如何查询某个扩展的opclass是否支持排序
postgres=# select * from pg_opclass where opcname='int4_ops';
opcmethod | opcname | opcnamespace | opcowner | opcfamily | opcintype | opcdefault | opckeytype
-----------+----------+--------------+----------+-----------+-----------+------------+------------
403 | int4_ops | 11 | 10 | 1976 | 23 | t | 0
405 | int4_ops | 11 | 10 | 1977 | 23 | t | 0
2742 | int4_ops | 2200 | 10 | 45744 | 23 | t | 0
(3 rows)
关联pg_opclass.opcfamily, pg_amop.amopfamily
postgres=# select * from pg_amop where amopfamily=45744;
amopfamily | amoplefttype | amoprighttype | amopstrategy | amoppurpose | amopopr | amopmethod | amopsortfamily
------------+--------------+---------------+--------------+-------------+---------+------------+----------------
45744 | 23 | 23 | 1 | s | 97 | 2742 | 0
45744 | 23 | 23 | 2 | s | 523 | 2742 | 0
45744 | 23 | 23 | 3 | s | 96 | 2742 | 0
45744 | 23 | 23 | 4 | s | 525 | 2742 | 0
45744 | 23 | 23 | 5 | s | 521 | 2742 | 0
(5 rows)
amopsortfamily
The B-tree operator family this entry sorts according to, if an ordering operator; zero if a search operator.
0 表示这是个搜索的操作符
其他表示这个是排序操作符
例如这个是knn排序的操作符
postgres=# select * from pg_amop where amopsortfamily<>0;
amopfamily | amoplefttype | amoprighttype | amopstrategy | amoppurpose | amopopr | amopmethod | amopsortfamily
------------+--------------+---------------+--------------+-------------+---------+------------+----------------
1029 | 600 | 600 | 15 | o | 517 | 783 | 1970
2594 | 604 | 600 | 15 | o | 3289 | 783 | 1970
2595 | 718 | 600 | 15 | o | 3291 | 783 | 1970
(3 rows)
postgres=# select * from pg_opclass where opcfamily=1029;
opcmethod | opcname | opcnamespace | opcowner | opcfamily | opcintype | opcdefault | opckeytype
-----------+-----------+--------------+----------+-----------+-----------+------------+------------
783 | point_ops | 11 | 10 | 1029 | 600 | t | 603
(1 row)
postgres=# select * from pg_operator where oid=517;
oprname | oprnamespace | oprowner | oprkind | oprcanmerge | oprcanhash | oprleft | oprright | oprresult | oprcom | oprnegate | oprcode | oprrest | oprjoin
---------+--------------+----------+---------+-------------+------------+---------+----------+-----------+--------+-----------+----------------+---------+---------
<-> | 11 | 10 | b | f | f | 600 | 600 | 701 | 517 | 0 | point_distance | - | -
(1 row)
postgres=# select * from pg_operator where oid=3289;
oprname | oprnamespace | oprowner | oprkind | oprcanmerge | oprcanhash | oprleft | oprright | oprresult | oprcom | oprnegate | oprcode | oprrest | oprjoin
---------+--------------+----------+---------+-------------+------------+---------+----------+-----------+--------+-----------+------------+---------+---------
<-> | 11 | 10 | b | f | f | 604 | 600 | 701 | 3276 | 0 | dist_polyp | - | -
(1 row)

任务 1
根据阅读材料回答:
(a) 在 pg_opclass 中按 opcname='int4_ops' 查询,共返回几行?
(b) amopsortfamily 的值为 0 表示什么?
(c) oid 为 517 的操作符,其 oprcode 是什么?
这些记录与阅读材料没有任何关联。

数据摘录
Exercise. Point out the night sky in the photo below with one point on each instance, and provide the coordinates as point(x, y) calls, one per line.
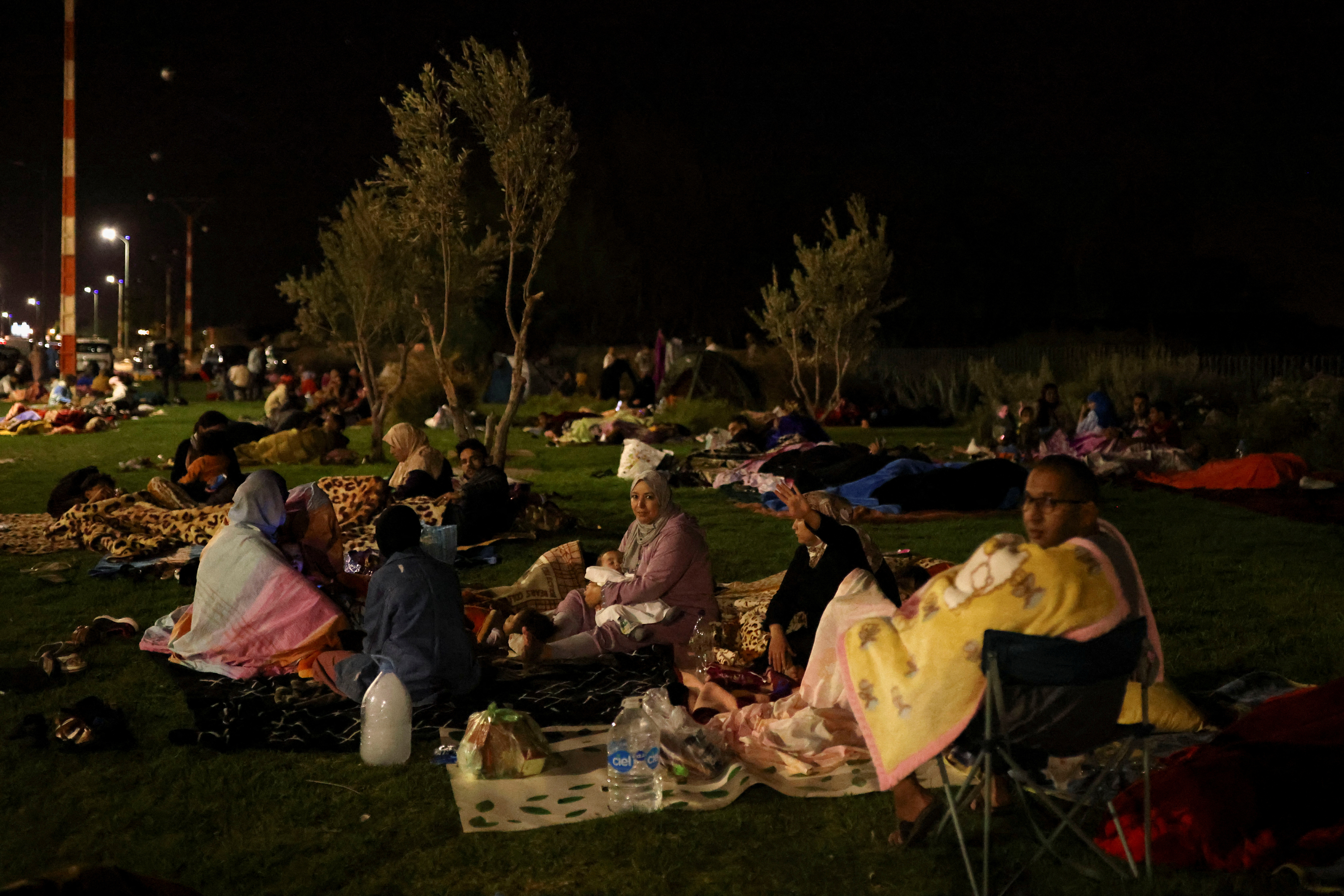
point(1052, 168)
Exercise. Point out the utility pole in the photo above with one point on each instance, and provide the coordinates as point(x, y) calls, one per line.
point(68, 202)
point(169, 299)
point(190, 207)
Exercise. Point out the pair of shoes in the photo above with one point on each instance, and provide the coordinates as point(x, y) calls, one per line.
point(60, 655)
point(909, 833)
point(33, 727)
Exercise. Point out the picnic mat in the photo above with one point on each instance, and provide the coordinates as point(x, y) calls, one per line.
point(577, 790)
point(290, 714)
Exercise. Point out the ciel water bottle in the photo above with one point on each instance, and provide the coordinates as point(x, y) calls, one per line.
point(632, 761)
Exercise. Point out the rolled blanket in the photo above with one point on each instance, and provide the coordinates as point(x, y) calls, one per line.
point(914, 680)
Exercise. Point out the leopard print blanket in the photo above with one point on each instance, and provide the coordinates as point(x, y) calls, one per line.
point(152, 522)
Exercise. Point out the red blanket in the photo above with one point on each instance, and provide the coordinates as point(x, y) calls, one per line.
point(1250, 472)
point(1268, 790)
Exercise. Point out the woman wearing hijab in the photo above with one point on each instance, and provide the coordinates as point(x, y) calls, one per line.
point(413, 617)
point(420, 468)
point(1050, 413)
point(665, 549)
point(830, 549)
point(253, 613)
point(1099, 414)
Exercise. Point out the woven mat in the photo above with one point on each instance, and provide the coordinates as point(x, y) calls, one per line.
point(577, 790)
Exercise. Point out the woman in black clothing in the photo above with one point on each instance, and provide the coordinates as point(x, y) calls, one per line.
point(830, 549)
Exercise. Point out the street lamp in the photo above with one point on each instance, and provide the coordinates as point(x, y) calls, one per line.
point(112, 236)
point(91, 289)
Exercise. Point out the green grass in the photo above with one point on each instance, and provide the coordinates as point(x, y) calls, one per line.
point(1233, 593)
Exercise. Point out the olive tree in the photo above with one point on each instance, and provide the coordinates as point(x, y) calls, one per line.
point(830, 318)
point(362, 297)
point(531, 146)
point(429, 205)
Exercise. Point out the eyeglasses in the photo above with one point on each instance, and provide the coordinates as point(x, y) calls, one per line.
point(1048, 504)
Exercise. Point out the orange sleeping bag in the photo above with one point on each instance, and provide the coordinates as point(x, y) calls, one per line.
point(1250, 472)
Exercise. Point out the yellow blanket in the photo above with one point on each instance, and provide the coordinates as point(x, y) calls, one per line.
point(914, 680)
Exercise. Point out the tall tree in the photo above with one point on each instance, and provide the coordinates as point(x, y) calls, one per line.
point(363, 297)
point(431, 209)
point(531, 144)
point(831, 315)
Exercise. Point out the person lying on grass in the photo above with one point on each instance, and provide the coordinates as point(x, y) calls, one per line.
point(666, 551)
point(480, 504)
point(413, 617)
point(909, 678)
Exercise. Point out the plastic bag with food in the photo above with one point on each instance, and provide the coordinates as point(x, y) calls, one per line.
point(501, 742)
point(689, 750)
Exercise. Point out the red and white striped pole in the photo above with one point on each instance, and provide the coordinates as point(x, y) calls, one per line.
point(68, 203)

任务 2
修改记录中从包含"Exercise. Point out the woman in"的那一行开始、到包含"point(909, 678)"的那一行结束的各行(含首尾两行),把"olive tree"改为"pine tree",其余不变,只给出这些行。

最终答案 1
(a) 3 行。
(b) 表示这是个搜索的操作符。
(c) point_distance。

最终答案 2
Exercise. Point out the woman in black clothing in the photo above with one point on each instance, and provide the coordinates as point(x, y) calls, one per line.
point(830, 549)
Exercise. Point out the street lamp in the photo above with one point on each instance, and provide the coordinates as point(x, y) calls, one per line.
point(112, 236)
point(91, 289)
Exercise. Point out the green grass in the photo above with one point on each instance, and provide the coordinates as point(x, y) calls, one per line.
point(1233, 593)
Exercise. Point out the pine tree in the photo above with one point on each instance, and provide the coordinates as point(x, y) calls, one per line.
point(830, 318)
point(362, 297)
point(531, 146)
point(429, 205)
Exercise. Point out the eyeglasses in the photo above with one point on each instance, and provide the coordinates as point(x, y) calls, one per line.
point(1048, 504)
Exercise. Point out the orange sleeping bag in the photo above with one point on each instance, and provide the coordinates as point(x, y) calls, one per line.
point(1250, 472)
Exercise. Point out the yellow blanket in the photo above with one point on each instance, and provide the coordinates as point(x, y) calls, one per line.
point(914, 680)
Exercise. Point out the tall tree in the photo above with one point on each instance, and provide the coordinates as point(x, y) calls, one per line.
point(363, 297)
point(431, 209)
point(531, 144)
point(831, 315)
Exercise. Point out the person lying on grass in the photo above with one point on each instance, and provide the coordinates as point(x, y) calls, one per line.
point(666, 551)
point(480, 504)
point(413, 617)
point(909, 678)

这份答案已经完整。